● **Brief 1**
Using the article on the Clemson–Wake Forest game, answer these questions:
(a) How far ahead of Boston College and Maryland is Wake Forest in the Atlantic Division?
(b) Where does Clemson rank nationally in scoring defense, and how many points per game does it allow?
(c) How many new defenders does Wake Forest have this year?
● **Brief 2**
In the article on the Clemson–Wake Forest game, condense the paragraph beginning "While Clemson’s offense has struggled" into a short bulleted list that keeps its main facts.
● **Brief 3**
Carry on writing the article about the Clemson–Wake Forest game, starting after its final sentence.

● **Text to read**
══════════

Posted by ESPN.com’s Heather Dinich


Saturday's game between Clemson and Wake Forest has been overshadowed this week by the potential BCS implications surrounding the Coastal Division matchup between Georgia Tech and Virginia Tech, but what happens in Death Valley on Saturday will also be important to the ACC standings.

 
 AP Photo/Nell Redmond
 Led by quarterback Riley Skinner, Wake Forest is averaging 426 yards per game.
The Demon Deacons hold a slight lead in the Atlantic Division, a half game ahead of Boston College and Maryland. Clemson, despite its 2-3 start, can still win the division but will need some help after an embarrassing road loss to Maryland.

It boils down to this: Clemson has the better athletes and Wake Forest has the experienced coaches.

So who wins?

Usually the team with the veteran quarterback, but Wake Forest coach Jim Grobe has never won in Death Valley.

While Clemson’s offense has struggled, Wake Forest senior quarterback Riley Skinner has been setting records almost every week. Clemson’s defense hasn’t been the problem -- the Tigers are No. 27 in the country in scoring defense, holding opponents to 17.8 points per game. They’ve done a good job of pressuring quarterbacks and pushing players back for lost yardage. But Skinner is No. 5 in the country in passing efficiency and Wake Forest’s offense is on target to break the school record for total offense in a season. Through the first six games of the year, the Deacons are averaging 426 yards per game and have had 400 or more yards of total offense in four of six games.

“They’re the best offense we’ve played, for sure,” Clemson coach Dabo Swinney said. “They’re very balanced, running it about 38 times a game and throwing it about 32. The biggest thing is affecting the quarterback. … This guy has 37 starts and is a very savvy player. He’s a winner and understands exactly what he’s doing on the field. The No. 1 thing for us is we have to be able to affect their quarterback, do a great job with our eyes and play great technique from a coverage standpoint.”

On the flip side, with eight new defenders this year, Wake Forest’s defense hasn’t been able to make adjustments as quickly as it would with veteran players, and the speed of players like C.J. Spiller and Jacoby Ford will be difficult to contain.

══════════

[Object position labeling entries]
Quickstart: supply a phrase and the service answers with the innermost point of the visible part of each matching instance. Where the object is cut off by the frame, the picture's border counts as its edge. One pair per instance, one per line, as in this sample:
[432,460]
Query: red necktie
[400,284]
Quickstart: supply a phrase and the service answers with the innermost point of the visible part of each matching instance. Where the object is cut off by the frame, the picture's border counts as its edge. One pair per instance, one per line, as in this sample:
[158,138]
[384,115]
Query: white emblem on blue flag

══════════

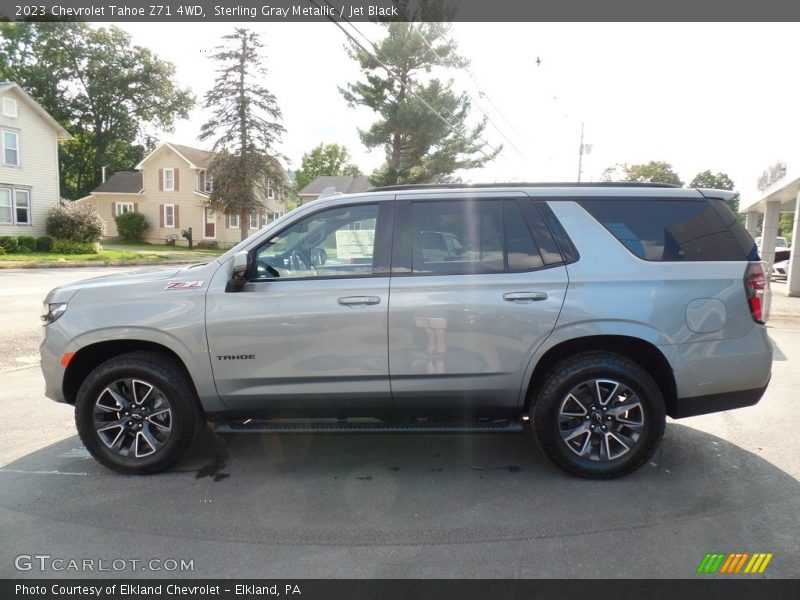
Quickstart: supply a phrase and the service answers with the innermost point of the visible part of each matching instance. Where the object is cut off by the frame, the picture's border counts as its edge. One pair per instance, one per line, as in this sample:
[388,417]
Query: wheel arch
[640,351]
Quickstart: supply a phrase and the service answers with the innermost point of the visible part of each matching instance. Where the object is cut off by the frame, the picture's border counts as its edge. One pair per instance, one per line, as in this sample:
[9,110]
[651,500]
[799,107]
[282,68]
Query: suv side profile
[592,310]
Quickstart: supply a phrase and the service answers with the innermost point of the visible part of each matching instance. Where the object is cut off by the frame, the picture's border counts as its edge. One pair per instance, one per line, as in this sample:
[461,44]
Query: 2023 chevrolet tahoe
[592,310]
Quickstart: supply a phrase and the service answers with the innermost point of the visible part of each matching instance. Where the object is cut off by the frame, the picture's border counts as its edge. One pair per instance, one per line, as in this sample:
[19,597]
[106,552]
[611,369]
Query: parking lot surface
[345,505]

══════════

● **Written response 1**
(a) A half game.
(b) No. 27 in the country, allowing 17.8 points per game.
(c) Eight.

● **Written response 2**
- Clemson's offense has struggled, but its defense has not been the problem.
- Clemson is No. 27 in the country in scoring defense, holding opponents to 17.8 points per game, and has pressured quarterbacks and caused lost yardage.
- Wake Forest senior quarterback Riley Skinner has been setting records almost every week and is No. 5 in the country in passing efficiency.
- Wake Forest's offense is on pace to break the school record for total offense in a season.
- Through six games, the Deacons average 426 yards per game and have reached 400 or more yards in four of them.

● **Written response 3**
“We don’t see anybody that has more talent than Clemson,” said Grobe. “They've got a good coaching staff and they've played a brutal schedule. Georgia Tech and TCU are two of the top teams in the country. They've played both of them.”

The only teams they’ve beaten, though, are Middle Tennessee and Boston College.

Swinney said his Tigers had a “real productive open date,” and should be as healthy as they’ve been since this summer. He expects to get left tackle Chris Hairston back, and Spiller has finally had time to heal his turf toe. Clemson fans shouldn’t expect many visible personnel or scheme changes on Saturday, despite the fact the Tigers are 102nd in the nation right now in total offense and 112th in passing efficiency. Clemson has scored 11 touchdowns this year, and four of them have been nonoffensive.

Instead, the bye week was spent focusing on fundamentals and getting back to the basics like footwork and proper tackling techniques as opposed to reps of different plays.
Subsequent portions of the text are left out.